### Dataset entries
════════════════

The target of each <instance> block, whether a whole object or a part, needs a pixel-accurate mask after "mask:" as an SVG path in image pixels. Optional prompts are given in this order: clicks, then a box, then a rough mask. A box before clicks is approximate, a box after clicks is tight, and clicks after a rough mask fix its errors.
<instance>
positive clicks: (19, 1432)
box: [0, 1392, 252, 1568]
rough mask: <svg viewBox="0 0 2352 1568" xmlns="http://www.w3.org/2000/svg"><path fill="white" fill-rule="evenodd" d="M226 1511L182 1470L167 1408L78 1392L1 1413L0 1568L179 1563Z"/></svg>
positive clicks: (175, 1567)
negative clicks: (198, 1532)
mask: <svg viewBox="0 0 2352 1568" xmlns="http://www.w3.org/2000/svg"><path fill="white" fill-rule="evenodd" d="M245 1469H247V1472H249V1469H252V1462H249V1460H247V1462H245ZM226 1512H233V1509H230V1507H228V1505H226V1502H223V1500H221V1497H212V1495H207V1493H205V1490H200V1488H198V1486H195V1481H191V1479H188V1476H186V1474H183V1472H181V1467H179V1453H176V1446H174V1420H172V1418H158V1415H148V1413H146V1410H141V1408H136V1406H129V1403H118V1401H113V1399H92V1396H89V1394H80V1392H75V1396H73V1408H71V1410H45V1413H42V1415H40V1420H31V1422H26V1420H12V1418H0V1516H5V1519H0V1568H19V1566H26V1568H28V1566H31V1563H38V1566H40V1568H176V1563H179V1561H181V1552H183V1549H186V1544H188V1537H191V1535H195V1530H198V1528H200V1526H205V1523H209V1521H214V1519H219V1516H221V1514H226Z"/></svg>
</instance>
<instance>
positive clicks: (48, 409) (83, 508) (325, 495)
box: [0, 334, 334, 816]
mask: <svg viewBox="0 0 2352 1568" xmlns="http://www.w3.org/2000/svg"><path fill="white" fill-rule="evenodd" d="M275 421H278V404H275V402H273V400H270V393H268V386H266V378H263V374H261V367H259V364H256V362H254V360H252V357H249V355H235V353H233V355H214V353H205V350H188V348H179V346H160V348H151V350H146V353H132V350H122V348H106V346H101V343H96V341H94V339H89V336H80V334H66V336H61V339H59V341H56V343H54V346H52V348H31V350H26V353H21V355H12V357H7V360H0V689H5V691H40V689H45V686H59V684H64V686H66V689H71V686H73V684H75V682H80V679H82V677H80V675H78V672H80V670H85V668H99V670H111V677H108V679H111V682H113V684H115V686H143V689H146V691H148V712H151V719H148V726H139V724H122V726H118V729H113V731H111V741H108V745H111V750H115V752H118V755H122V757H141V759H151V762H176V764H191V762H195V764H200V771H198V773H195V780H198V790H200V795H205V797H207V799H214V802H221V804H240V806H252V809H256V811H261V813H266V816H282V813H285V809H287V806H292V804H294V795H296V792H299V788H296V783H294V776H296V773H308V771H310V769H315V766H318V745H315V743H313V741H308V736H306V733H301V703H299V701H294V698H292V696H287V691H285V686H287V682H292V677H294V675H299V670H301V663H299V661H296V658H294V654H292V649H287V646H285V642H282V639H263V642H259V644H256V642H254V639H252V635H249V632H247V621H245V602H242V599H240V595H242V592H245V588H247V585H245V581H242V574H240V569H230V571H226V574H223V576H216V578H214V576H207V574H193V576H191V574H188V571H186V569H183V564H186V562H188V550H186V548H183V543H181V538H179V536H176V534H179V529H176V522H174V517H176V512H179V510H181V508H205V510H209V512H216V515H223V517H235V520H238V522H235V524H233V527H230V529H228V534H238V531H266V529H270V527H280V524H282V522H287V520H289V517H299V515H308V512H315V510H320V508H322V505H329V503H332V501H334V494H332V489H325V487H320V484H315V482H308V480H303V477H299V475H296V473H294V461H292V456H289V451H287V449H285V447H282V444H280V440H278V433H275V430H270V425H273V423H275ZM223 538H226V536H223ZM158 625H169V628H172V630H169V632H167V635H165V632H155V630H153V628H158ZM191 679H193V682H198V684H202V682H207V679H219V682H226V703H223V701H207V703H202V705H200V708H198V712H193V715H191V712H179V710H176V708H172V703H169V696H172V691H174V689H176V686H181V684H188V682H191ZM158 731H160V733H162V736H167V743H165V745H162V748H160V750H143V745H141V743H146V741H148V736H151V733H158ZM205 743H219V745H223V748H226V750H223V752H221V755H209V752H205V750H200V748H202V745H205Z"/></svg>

════════════════

### Exercise objective
Say how many lines in the data above contain the string "positive", and give no other output.

### Your solution
3